Would you return every line of the listing below that has "comforter" in it?

-- Exercise data follows --

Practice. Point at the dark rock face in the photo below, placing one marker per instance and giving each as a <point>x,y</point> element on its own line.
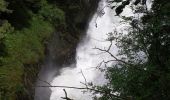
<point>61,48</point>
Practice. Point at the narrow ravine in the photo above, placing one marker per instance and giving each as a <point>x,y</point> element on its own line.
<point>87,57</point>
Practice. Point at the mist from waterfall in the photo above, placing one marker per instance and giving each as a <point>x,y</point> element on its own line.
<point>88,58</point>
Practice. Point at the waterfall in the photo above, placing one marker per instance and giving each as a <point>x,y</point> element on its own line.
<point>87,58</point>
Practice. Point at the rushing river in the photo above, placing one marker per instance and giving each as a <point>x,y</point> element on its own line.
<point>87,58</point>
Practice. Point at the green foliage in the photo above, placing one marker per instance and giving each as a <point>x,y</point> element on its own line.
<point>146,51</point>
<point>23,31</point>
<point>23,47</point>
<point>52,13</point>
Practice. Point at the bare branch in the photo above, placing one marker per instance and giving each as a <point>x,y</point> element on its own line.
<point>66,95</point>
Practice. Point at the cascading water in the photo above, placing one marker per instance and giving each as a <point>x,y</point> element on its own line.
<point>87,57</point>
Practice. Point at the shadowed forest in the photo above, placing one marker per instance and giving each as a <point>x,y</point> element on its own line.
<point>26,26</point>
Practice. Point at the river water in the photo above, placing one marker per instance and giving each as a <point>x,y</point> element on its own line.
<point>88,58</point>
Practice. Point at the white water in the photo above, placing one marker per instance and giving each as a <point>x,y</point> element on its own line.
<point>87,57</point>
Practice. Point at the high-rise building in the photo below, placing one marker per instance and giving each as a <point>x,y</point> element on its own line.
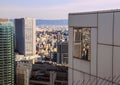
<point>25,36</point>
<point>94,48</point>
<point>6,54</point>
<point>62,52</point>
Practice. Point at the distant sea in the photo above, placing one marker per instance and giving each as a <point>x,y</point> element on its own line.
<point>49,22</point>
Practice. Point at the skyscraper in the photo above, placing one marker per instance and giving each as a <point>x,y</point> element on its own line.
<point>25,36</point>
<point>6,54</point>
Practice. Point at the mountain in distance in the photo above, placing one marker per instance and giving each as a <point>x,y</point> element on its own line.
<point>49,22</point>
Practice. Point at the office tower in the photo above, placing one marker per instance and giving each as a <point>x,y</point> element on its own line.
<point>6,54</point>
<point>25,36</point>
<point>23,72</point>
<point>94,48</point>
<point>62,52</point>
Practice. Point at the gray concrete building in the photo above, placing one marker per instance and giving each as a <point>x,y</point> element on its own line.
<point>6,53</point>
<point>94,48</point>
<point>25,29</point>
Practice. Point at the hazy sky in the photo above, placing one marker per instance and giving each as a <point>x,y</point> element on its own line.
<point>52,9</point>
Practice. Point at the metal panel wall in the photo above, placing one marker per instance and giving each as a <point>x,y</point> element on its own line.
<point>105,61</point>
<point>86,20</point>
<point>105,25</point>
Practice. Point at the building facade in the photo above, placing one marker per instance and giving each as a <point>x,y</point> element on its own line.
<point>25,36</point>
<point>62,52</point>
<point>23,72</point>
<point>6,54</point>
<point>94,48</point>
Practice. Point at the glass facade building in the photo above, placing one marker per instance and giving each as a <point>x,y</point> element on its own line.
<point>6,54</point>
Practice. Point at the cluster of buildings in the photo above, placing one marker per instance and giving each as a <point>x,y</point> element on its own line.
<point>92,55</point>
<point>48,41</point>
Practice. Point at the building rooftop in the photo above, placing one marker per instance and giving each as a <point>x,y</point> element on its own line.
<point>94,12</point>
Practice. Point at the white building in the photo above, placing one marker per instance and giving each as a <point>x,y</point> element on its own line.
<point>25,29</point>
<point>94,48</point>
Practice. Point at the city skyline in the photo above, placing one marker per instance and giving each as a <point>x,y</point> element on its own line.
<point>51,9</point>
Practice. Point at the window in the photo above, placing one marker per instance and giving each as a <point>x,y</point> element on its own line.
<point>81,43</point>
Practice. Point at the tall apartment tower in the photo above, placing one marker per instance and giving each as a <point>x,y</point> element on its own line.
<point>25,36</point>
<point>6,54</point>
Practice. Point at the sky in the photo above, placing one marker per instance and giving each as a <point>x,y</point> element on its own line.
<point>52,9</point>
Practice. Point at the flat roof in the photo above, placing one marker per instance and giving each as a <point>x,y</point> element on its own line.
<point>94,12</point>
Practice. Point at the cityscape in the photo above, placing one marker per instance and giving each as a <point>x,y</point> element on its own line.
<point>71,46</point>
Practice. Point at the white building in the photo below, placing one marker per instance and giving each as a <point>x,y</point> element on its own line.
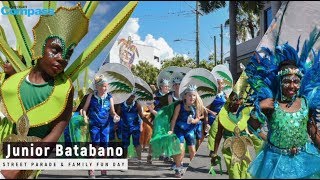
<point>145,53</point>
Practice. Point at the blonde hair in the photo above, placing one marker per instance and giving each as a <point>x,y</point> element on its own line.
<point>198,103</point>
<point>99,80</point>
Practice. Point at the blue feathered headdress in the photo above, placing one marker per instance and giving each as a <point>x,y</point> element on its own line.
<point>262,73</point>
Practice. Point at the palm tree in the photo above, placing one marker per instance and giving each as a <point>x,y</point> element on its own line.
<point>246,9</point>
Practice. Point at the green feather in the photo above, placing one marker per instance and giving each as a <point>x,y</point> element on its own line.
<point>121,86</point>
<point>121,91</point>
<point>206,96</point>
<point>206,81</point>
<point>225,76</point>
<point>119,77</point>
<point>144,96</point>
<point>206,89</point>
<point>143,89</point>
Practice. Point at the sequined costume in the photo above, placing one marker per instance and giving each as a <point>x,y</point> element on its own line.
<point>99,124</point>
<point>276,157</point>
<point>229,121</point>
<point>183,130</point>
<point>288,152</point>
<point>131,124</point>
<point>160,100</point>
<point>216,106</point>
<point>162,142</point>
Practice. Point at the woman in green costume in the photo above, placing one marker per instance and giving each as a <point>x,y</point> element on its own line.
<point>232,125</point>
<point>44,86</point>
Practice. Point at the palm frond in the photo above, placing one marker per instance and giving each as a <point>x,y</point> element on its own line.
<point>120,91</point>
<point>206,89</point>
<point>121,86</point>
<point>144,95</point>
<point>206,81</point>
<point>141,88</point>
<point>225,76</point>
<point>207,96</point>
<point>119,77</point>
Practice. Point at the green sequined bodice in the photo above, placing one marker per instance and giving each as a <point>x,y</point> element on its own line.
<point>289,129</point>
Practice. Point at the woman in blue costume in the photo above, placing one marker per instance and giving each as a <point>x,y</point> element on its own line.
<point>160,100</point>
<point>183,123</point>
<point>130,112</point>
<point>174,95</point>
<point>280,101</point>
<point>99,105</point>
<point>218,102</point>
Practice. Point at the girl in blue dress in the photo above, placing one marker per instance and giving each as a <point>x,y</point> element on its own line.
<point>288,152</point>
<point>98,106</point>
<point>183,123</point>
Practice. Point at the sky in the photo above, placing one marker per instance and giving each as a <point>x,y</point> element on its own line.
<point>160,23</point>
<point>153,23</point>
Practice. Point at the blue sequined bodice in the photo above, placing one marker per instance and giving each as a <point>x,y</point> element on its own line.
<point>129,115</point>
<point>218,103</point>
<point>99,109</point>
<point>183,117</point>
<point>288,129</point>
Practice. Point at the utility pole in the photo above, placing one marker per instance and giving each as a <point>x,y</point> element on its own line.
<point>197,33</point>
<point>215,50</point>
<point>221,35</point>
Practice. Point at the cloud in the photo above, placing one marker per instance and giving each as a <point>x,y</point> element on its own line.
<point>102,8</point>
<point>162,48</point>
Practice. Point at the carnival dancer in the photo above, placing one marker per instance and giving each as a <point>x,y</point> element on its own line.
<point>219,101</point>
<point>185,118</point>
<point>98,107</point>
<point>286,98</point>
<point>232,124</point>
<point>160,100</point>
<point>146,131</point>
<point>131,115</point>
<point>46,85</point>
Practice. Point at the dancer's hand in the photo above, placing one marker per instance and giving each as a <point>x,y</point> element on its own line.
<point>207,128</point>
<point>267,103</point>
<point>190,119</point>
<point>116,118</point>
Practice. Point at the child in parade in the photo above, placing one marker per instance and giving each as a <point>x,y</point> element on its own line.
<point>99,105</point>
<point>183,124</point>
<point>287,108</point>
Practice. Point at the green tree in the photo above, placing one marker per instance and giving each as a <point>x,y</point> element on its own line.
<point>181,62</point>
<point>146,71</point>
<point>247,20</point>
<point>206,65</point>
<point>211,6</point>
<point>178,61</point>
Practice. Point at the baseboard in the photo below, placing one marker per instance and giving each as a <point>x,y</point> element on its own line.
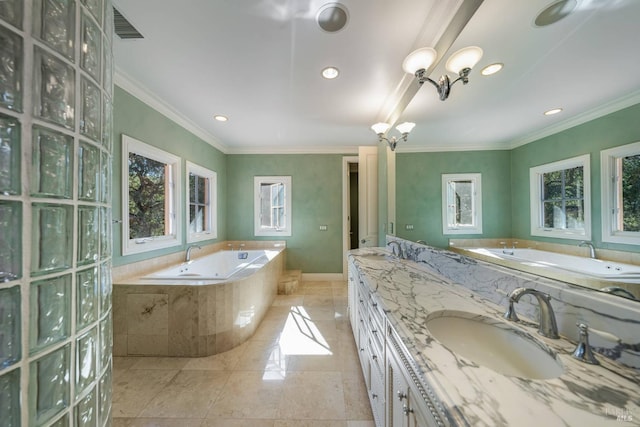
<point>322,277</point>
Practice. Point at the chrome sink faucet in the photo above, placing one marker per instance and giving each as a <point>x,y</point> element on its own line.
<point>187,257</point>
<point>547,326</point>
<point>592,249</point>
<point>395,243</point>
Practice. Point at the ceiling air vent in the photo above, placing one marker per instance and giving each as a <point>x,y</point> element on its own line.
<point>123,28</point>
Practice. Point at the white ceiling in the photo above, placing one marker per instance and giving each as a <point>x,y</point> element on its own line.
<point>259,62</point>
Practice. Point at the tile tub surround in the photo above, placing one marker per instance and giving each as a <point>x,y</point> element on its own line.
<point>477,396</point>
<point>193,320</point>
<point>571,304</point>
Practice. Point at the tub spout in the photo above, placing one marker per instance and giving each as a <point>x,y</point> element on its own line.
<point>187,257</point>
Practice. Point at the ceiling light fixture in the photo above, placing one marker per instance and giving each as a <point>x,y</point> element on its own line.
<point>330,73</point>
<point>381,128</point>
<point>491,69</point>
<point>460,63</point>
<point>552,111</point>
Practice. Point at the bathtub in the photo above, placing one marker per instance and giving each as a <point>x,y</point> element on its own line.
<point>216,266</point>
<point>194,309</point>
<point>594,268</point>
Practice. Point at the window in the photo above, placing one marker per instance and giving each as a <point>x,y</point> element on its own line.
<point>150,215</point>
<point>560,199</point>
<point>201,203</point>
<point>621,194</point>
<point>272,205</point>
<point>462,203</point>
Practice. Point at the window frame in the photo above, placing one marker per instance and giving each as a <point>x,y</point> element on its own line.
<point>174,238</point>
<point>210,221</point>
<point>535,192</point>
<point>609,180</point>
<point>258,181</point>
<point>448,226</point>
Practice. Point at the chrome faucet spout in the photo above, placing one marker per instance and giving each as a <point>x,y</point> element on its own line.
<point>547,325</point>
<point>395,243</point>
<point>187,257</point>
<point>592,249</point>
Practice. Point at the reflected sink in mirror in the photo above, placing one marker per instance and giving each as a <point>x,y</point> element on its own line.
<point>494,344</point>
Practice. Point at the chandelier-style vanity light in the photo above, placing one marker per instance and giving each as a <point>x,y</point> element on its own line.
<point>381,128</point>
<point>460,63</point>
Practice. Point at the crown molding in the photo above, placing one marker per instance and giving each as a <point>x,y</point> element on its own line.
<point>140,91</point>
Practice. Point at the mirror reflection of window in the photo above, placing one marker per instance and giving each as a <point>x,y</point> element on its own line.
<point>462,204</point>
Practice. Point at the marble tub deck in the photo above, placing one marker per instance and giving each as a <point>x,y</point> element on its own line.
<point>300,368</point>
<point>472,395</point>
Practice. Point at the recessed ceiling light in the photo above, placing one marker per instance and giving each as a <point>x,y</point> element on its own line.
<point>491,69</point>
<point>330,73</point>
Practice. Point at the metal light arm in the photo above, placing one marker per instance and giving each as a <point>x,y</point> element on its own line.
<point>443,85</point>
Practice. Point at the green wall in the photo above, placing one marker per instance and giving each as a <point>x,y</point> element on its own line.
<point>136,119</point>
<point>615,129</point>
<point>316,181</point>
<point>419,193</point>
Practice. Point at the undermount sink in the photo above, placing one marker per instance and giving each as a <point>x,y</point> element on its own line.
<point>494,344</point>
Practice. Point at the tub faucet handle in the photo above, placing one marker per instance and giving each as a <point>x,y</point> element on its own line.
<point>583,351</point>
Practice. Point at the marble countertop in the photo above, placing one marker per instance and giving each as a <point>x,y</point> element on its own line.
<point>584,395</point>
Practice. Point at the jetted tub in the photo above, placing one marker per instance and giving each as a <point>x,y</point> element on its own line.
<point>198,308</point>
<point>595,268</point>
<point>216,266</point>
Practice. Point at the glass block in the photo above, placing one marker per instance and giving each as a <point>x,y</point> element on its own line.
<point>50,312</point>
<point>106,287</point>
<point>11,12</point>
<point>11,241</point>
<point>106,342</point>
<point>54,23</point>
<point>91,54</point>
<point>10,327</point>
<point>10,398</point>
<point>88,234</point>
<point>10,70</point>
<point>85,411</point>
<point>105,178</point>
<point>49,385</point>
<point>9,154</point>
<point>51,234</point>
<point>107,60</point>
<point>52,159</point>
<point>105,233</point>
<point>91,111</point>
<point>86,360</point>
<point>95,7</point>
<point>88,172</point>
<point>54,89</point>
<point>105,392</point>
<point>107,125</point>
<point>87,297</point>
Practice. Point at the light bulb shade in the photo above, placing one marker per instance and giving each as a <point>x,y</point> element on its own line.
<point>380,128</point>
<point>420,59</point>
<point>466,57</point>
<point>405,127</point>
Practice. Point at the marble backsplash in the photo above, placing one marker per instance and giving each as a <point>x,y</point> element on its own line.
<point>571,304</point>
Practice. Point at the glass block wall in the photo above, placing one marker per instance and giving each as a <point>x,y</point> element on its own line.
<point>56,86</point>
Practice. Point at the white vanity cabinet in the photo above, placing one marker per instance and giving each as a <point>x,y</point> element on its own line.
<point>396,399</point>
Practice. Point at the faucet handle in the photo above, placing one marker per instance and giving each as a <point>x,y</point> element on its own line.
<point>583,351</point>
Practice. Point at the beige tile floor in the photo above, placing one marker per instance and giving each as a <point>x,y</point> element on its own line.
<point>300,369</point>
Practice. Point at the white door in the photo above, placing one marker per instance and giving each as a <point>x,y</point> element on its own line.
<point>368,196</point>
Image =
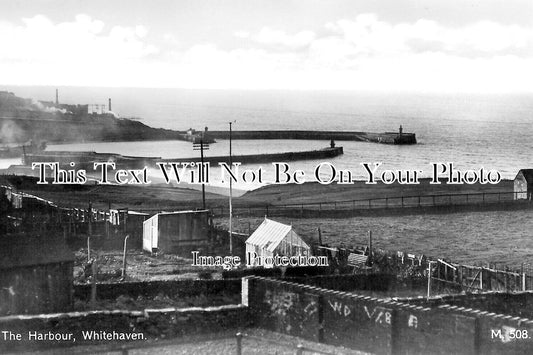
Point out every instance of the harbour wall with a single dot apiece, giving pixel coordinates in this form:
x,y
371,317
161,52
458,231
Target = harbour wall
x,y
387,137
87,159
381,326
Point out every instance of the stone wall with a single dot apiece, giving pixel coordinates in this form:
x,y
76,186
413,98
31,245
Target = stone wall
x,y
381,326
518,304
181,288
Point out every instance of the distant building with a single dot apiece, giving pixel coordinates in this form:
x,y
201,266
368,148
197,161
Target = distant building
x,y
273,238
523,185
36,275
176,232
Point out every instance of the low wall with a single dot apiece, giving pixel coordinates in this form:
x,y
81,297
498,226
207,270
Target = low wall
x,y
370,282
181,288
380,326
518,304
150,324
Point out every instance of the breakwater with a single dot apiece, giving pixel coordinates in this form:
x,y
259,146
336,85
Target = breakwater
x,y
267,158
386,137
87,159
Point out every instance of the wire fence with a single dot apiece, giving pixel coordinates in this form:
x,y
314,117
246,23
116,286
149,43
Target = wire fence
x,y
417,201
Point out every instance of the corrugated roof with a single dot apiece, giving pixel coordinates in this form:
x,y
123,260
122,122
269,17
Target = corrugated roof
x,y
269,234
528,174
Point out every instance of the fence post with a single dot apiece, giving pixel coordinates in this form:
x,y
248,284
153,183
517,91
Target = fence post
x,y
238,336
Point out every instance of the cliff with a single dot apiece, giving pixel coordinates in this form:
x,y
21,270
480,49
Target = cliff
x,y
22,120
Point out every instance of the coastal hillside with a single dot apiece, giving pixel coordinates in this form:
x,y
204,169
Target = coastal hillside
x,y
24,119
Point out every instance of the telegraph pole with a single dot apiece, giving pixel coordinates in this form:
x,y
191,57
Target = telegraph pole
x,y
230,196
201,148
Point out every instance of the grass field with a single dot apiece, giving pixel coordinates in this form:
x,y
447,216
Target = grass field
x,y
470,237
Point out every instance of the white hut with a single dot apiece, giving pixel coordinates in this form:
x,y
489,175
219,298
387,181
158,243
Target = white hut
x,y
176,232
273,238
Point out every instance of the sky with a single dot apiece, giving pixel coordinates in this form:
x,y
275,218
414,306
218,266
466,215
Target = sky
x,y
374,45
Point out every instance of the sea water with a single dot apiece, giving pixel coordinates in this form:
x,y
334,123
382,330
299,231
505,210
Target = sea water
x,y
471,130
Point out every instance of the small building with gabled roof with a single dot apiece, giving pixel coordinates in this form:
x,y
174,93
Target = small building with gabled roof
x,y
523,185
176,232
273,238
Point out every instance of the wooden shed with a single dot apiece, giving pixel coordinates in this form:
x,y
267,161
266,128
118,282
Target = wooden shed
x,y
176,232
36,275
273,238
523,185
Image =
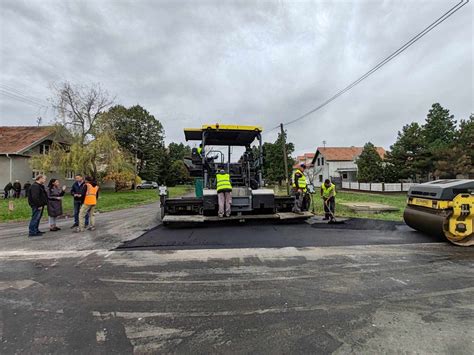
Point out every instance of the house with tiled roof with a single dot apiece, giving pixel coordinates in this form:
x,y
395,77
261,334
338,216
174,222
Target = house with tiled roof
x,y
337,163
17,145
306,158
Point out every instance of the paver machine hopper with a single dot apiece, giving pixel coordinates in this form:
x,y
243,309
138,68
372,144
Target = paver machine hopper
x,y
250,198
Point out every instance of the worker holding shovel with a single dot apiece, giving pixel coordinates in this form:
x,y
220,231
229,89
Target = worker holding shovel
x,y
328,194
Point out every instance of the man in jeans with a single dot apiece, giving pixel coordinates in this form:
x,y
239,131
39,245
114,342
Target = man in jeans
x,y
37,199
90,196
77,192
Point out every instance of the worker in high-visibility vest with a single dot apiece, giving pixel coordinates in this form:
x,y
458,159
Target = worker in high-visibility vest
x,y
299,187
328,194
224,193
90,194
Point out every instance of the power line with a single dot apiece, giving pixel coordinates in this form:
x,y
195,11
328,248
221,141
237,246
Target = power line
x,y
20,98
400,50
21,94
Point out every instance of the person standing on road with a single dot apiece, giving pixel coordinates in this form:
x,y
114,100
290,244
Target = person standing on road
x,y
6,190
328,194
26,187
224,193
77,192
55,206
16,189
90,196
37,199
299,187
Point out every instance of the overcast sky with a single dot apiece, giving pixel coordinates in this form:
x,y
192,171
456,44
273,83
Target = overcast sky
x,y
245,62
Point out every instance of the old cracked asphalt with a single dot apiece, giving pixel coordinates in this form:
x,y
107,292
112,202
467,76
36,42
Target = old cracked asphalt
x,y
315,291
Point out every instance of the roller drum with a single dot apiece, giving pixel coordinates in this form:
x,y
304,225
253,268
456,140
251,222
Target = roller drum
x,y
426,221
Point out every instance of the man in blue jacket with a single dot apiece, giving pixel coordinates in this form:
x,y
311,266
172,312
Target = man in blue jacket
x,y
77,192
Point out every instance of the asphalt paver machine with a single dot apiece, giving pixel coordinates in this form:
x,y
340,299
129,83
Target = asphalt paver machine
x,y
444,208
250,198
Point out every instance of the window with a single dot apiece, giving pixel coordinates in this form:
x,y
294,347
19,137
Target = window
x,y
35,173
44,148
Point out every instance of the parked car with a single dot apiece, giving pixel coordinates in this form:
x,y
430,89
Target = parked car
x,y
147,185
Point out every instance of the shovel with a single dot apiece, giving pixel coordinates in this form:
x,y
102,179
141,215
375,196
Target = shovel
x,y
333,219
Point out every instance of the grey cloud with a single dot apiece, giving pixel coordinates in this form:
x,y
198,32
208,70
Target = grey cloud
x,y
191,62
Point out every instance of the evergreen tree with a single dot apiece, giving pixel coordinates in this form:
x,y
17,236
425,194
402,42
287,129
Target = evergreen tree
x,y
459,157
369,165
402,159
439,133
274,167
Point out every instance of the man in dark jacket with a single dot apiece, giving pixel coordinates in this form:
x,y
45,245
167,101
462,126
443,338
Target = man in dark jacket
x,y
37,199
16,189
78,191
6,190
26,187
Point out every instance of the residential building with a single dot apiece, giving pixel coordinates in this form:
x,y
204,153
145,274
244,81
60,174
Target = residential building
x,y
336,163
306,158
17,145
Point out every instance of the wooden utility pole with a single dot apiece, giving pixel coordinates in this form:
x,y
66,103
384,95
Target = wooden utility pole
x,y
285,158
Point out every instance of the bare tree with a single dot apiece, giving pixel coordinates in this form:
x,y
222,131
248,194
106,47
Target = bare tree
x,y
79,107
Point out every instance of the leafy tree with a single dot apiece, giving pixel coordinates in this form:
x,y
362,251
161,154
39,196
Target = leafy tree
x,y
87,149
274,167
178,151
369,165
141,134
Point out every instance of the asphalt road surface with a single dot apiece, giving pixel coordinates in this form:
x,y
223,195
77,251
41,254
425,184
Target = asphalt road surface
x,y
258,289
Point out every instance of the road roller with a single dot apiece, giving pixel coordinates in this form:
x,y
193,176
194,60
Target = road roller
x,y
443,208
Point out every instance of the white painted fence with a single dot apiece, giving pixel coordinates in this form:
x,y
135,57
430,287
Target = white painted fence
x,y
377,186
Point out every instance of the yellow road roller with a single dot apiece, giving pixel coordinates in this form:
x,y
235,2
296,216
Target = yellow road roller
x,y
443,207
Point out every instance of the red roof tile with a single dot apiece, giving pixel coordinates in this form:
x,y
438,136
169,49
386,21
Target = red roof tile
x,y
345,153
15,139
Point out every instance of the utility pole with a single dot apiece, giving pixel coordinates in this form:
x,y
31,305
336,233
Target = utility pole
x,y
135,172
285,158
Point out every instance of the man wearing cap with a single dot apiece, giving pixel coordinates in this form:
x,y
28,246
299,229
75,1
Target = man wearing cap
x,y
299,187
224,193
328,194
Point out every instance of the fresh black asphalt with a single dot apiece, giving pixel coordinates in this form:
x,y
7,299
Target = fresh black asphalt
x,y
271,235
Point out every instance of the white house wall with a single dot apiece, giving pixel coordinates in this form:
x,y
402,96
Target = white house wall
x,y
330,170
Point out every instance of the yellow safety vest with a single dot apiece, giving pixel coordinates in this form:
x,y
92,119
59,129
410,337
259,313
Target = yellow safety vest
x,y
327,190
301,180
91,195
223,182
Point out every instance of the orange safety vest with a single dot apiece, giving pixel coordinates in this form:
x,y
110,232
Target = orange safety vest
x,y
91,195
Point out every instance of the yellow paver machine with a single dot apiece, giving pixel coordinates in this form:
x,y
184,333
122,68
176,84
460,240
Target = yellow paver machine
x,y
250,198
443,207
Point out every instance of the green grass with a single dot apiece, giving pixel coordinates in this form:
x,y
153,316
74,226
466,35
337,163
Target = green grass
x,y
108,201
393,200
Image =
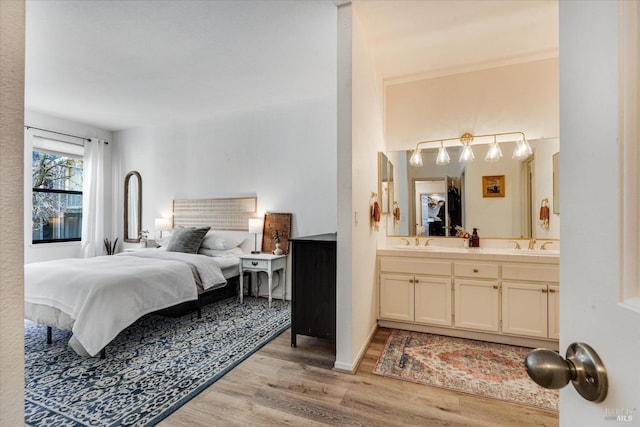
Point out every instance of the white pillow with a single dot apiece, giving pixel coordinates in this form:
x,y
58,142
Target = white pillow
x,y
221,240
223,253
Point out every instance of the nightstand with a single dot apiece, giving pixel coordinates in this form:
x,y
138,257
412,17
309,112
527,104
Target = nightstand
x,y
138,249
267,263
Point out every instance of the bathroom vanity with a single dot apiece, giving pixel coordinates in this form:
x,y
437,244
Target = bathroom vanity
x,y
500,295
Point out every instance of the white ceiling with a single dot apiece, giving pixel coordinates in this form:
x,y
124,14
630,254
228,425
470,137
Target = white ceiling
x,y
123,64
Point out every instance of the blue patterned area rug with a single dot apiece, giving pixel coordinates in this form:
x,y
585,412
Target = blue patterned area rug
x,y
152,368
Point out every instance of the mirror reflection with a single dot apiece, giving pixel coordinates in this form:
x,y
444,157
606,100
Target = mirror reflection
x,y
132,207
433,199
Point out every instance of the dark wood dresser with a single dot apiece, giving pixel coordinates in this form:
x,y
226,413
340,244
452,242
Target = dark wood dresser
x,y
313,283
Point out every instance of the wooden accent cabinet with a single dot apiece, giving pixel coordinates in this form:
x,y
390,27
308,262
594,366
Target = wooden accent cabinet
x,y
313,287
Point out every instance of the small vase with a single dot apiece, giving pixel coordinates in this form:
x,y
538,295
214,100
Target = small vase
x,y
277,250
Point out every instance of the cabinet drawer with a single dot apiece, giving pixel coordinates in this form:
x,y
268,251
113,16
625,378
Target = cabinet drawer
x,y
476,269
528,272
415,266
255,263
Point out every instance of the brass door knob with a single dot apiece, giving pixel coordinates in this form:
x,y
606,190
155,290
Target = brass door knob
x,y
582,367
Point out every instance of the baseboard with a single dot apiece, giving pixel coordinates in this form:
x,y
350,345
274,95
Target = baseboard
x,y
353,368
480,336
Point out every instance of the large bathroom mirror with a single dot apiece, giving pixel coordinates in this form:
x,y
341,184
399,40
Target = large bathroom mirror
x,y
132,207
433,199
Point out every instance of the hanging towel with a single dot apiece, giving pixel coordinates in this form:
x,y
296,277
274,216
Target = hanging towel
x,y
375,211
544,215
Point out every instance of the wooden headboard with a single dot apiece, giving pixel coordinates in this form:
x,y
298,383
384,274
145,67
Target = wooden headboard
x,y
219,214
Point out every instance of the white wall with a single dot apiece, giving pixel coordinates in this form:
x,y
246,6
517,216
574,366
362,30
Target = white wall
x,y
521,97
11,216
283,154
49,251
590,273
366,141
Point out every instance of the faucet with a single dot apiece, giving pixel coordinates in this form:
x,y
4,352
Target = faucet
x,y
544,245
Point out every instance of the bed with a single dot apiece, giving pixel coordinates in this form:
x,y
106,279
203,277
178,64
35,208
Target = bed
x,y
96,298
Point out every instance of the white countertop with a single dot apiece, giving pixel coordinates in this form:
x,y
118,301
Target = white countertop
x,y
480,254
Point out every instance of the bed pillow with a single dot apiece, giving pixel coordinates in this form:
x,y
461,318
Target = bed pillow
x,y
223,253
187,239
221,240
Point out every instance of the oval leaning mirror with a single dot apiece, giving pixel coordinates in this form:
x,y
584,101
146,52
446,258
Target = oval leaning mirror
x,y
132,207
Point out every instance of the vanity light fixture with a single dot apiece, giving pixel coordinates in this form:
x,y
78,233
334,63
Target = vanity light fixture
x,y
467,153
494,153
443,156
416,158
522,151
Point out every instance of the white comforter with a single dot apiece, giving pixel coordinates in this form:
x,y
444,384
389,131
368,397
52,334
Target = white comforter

-- Exercise data concluded --

Solved problem:
Point out every instance of the white comforter with a single dot apiece, giving pixel coordinates in this form:
Target = white comforter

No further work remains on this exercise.